▶ [SHORT EXERCISE]: Collect every line of the data below that contains the string "nail", and copy each one out unchanged.

▶ [GIVEN RECORDS]:
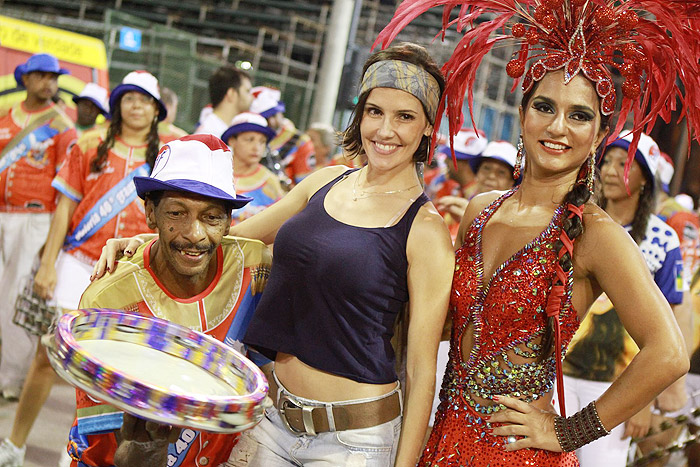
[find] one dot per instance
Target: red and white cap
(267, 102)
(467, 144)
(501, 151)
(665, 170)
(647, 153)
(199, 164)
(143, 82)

--

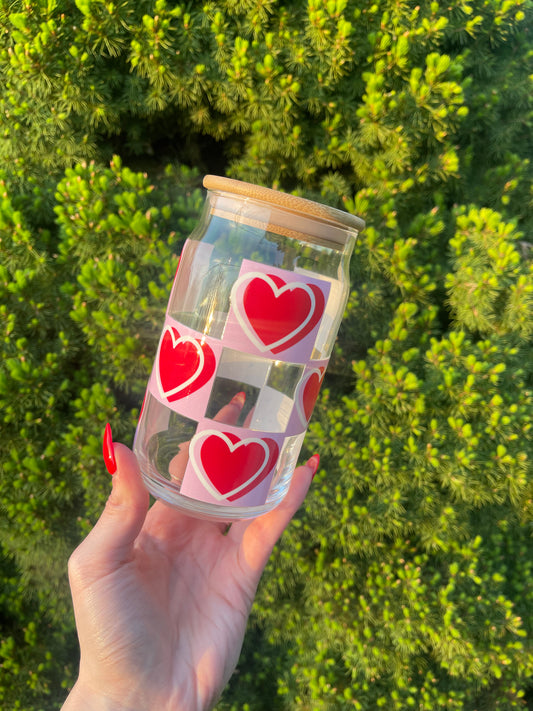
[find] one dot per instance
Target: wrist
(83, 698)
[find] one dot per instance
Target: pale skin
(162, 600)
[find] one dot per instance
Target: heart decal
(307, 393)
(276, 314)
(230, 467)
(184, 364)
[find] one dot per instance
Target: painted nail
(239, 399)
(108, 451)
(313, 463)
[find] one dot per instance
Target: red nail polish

▶ [REPLY TO THE EXERCISE]:
Target: painted nail
Target: red nail polish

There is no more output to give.